What you need to do:
Reproduce the records without their pictures, keeping every word as it is.

---

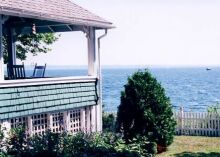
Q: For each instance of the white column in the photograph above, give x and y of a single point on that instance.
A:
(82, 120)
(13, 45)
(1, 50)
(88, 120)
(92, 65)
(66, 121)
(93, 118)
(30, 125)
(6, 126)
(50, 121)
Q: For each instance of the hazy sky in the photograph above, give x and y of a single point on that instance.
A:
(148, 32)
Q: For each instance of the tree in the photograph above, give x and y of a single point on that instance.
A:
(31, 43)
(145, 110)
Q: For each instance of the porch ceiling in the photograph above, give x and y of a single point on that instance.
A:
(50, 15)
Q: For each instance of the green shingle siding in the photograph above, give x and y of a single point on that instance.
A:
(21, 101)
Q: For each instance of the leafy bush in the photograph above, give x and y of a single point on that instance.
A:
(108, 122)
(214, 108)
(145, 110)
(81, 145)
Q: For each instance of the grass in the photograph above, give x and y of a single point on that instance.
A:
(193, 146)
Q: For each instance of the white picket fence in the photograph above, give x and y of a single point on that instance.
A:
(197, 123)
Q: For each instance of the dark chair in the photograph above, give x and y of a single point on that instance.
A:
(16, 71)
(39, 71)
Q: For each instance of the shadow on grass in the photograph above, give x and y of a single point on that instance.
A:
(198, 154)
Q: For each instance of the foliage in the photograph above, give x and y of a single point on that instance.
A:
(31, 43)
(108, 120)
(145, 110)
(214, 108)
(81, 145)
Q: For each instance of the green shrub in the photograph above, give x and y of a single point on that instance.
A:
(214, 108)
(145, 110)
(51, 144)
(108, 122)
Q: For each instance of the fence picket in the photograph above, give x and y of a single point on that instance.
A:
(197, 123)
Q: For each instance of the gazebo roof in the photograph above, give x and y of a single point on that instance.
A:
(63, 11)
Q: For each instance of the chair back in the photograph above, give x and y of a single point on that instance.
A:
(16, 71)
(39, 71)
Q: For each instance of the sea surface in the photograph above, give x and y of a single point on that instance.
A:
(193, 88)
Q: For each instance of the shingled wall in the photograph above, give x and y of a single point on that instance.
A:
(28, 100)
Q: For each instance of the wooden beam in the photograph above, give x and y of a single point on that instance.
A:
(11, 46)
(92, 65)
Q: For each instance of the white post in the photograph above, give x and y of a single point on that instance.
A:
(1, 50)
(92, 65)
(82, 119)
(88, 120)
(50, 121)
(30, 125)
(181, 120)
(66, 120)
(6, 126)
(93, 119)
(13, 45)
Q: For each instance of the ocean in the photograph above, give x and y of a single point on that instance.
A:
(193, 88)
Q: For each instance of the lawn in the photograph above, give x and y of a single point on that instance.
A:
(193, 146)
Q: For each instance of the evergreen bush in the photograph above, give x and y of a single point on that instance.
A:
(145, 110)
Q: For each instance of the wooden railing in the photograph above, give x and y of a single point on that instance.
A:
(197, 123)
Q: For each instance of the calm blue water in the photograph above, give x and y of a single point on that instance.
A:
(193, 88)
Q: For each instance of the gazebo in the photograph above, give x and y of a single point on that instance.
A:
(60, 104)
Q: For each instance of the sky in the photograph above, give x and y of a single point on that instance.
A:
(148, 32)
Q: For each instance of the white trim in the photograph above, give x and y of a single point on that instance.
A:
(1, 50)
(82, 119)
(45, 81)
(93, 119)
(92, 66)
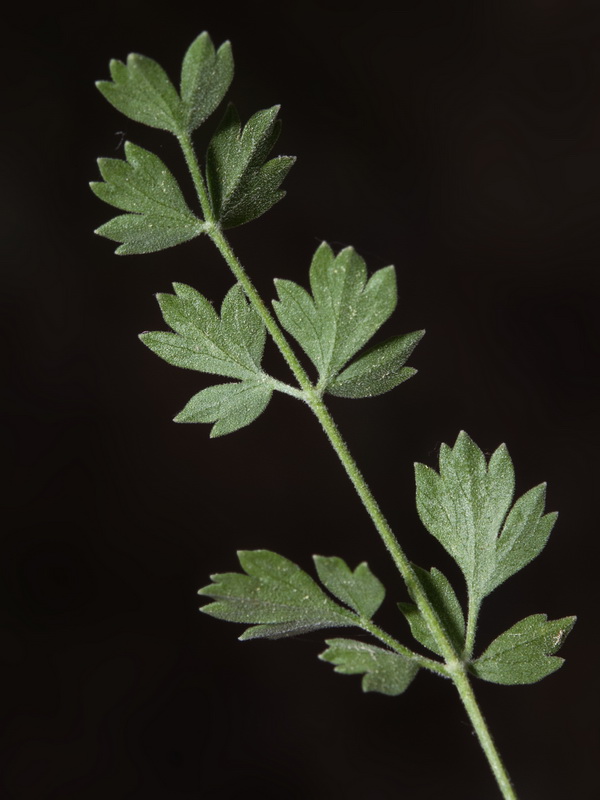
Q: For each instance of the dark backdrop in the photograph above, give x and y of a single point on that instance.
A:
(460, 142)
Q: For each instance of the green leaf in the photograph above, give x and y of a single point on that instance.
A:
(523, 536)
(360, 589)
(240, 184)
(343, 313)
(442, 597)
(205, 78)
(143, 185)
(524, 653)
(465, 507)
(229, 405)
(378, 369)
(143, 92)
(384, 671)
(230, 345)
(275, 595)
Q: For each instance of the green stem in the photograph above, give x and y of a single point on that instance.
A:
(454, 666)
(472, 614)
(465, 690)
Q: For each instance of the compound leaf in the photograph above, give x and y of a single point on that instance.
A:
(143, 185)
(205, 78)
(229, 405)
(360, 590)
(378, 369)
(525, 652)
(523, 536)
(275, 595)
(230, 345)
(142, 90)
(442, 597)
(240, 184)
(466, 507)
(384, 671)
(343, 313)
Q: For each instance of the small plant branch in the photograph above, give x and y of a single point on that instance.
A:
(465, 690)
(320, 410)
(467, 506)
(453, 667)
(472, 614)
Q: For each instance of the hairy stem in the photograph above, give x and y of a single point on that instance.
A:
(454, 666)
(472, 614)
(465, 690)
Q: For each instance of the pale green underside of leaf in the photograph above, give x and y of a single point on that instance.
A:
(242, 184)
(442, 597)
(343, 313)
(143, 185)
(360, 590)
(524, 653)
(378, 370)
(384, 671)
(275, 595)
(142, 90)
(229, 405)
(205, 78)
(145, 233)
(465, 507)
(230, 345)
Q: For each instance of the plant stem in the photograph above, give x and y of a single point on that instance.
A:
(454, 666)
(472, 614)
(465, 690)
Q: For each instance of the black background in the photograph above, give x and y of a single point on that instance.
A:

---

Solution to the problem:
Q: For each instance of the white column in the photograph above, give x and y of a single point on that instance.
A:
(82, 120)
(13, 45)
(1, 50)
(88, 120)
(92, 65)
(66, 121)
(93, 118)
(30, 125)
(6, 126)
(50, 121)
Q: For each instance of the hazy sky in the photograph above, give x and y of a single point on that instance.
A:
(148, 32)
Q: For each instance of the tree in the photograph above, give x and y of a single point on that instance.
A:
(31, 43)
(145, 110)
Q: For each instance of the porch ceiling in the photograph above, give x and y of a single point on that instance.
A:
(50, 15)
Q: For each instance of the green shingle siding in the photograph above, give x and y of a single point on that instance.
A:
(21, 101)
Q: For each instance of the leafy bush in the photograph above, give x and y of a single point on that instance.
A:
(108, 122)
(214, 108)
(145, 110)
(81, 145)
Q: For each instance of the grass in the photograph above, give x and y of a single point on that instance.
A:
(193, 146)
Q: For each instance of the white picket fence in the photograph above, give x and y of a single point on that instance.
A:
(197, 123)
Q: For each instance of the dark chair in the photograph above, give x and y of a single point on that instance.
A:
(16, 71)
(39, 71)
Q: For each instance of the shadow on grass in the photograph above, give x and y of a single point on that instance.
A:
(198, 154)
Q: For each instance of the foliage in the photograph above, give x and y of a single point on that instance.
A:
(31, 43)
(108, 120)
(145, 110)
(214, 108)
(81, 145)
Q: For each instance of the green shrub in the photograph above, give x and y of a single point on that instance.
A:
(214, 108)
(145, 110)
(51, 144)
(108, 122)
Q: For each instance of the fence picket in the photograph above, give x and y of a single point on that instance.
A:
(197, 123)
Q: For each instance of the gazebo roof in the photograph above, give x and y of a single point on that instance.
A:
(63, 11)
Q: For each instance of the chair back in the photograph above, give x and y of a single point on that instance.
A:
(16, 71)
(39, 71)
Q: For each instance of the sea surface in the photograph above, give x and y of a single point on that instance.
A:
(193, 88)
Q: For each instance of the shingled wall in the photograph above, give x and y of a single point on that instance.
A:
(28, 100)
Q: For each instance of the wooden beam in the photograph above, give x and y of a single point on that instance.
A:
(11, 46)
(92, 65)
Q: For each instance of the white post in the photograph above, give x and y of a single point on that instance.
A:
(1, 50)
(92, 65)
(82, 119)
(88, 120)
(50, 121)
(30, 125)
(181, 120)
(66, 120)
(6, 126)
(93, 119)
(13, 45)
Q: For each instance of the ocean in the photograph above, give x and y of a single point on that instance.
A:
(193, 88)
Q: For each instance of the lawn in the photograph above, give x and y of a single point on that instance.
A:
(193, 146)
Q: For each instance of the evergreen bush in the photograph above, give x and y of a single point on that instance.
A:
(145, 110)
Q: For each instance of the wooden railing in the photograph above, give x and y of a single point on that instance.
A:
(197, 123)
Q: For each instance of the calm blue water in the photograph above, give x and y of a single point on that instance.
A:
(193, 88)
Q: For each instance of the gazebo in the photograph above, give x and y of a single point on that instance.
A:
(60, 104)
Q: For each instance of the sky in the photograph above, give x and y of a single point on that instance.
A:
(148, 32)
Q: For each instance of the white trim in the photograph above, give x and y of a single point on that instance.
A:
(1, 50)
(82, 119)
(45, 81)
(93, 119)
(92, 66)
Q: For each instance of the dark backdrop in the photograph above, give x and y of a single point on that instance.
A:
(460, 142)
Q: For each instance of the green leaf in the photograph above, give x and y of a single point on that instance.
A:
(523, 536)
(360, 589)
(240, 184)
(343, 313)
(442, 597)
(205, 78)
(143, 185)
(524, 653)
(465, 507)
(229, 405)
(378, 369)
(143, 92)
(384, 671)
(230, 345)
(275, 595)
Q: For each instance of the green stem in the photograph above, give x and y of a single point on that instance.
A:
(454, 666)
(472, 614)
(465, 690)
Q: For each instance of the compound leaf in the photograph above, give x and y of a single point on that instance.
A:
(143, 185)
(205, 78)
(229, 405)
(360, 590)
(378, 369)
(525, 652)
(523, 536)
(275, 595)
(230, 345)
(142, 90)
(442, 597)
(240, 184)
(466, 507)
(384, 671)
(343, 313)
Q: For each instance of the small plant branch in the photograph above, give x and y of a single point on that instance.
A:
(465, 690)
(320, 410)
(467, 506)
(453, 667)
(472, 614)
Q: For each instance of the hairy stem in the photograph above, give x and y of a single point on that instance.
A:
(454, 666)
(472, 614)
(465, 690)
Q: For each instance of the pale green underside of leaf in the photograph above, give x and y of a single point on that instance.
A:
(242, 184)
(442, 597)
(343, 313)
(143, 185)
(360, 590)
(524, 653)
(378, 370)
(384, 671)
(275, 595)
(142, 90)
(229, 405)
(205, 78)
(145, 233)
(465, 507)
(230, 345)
Q: For each instance of the plant stem in the photograph above, give x and y of a single point on that instance.
A:
(454, 666)
(472, 614)
(465, 690)
Q: For each instance of the black background in the photograph above, give x and y of a single point on that instance.
A:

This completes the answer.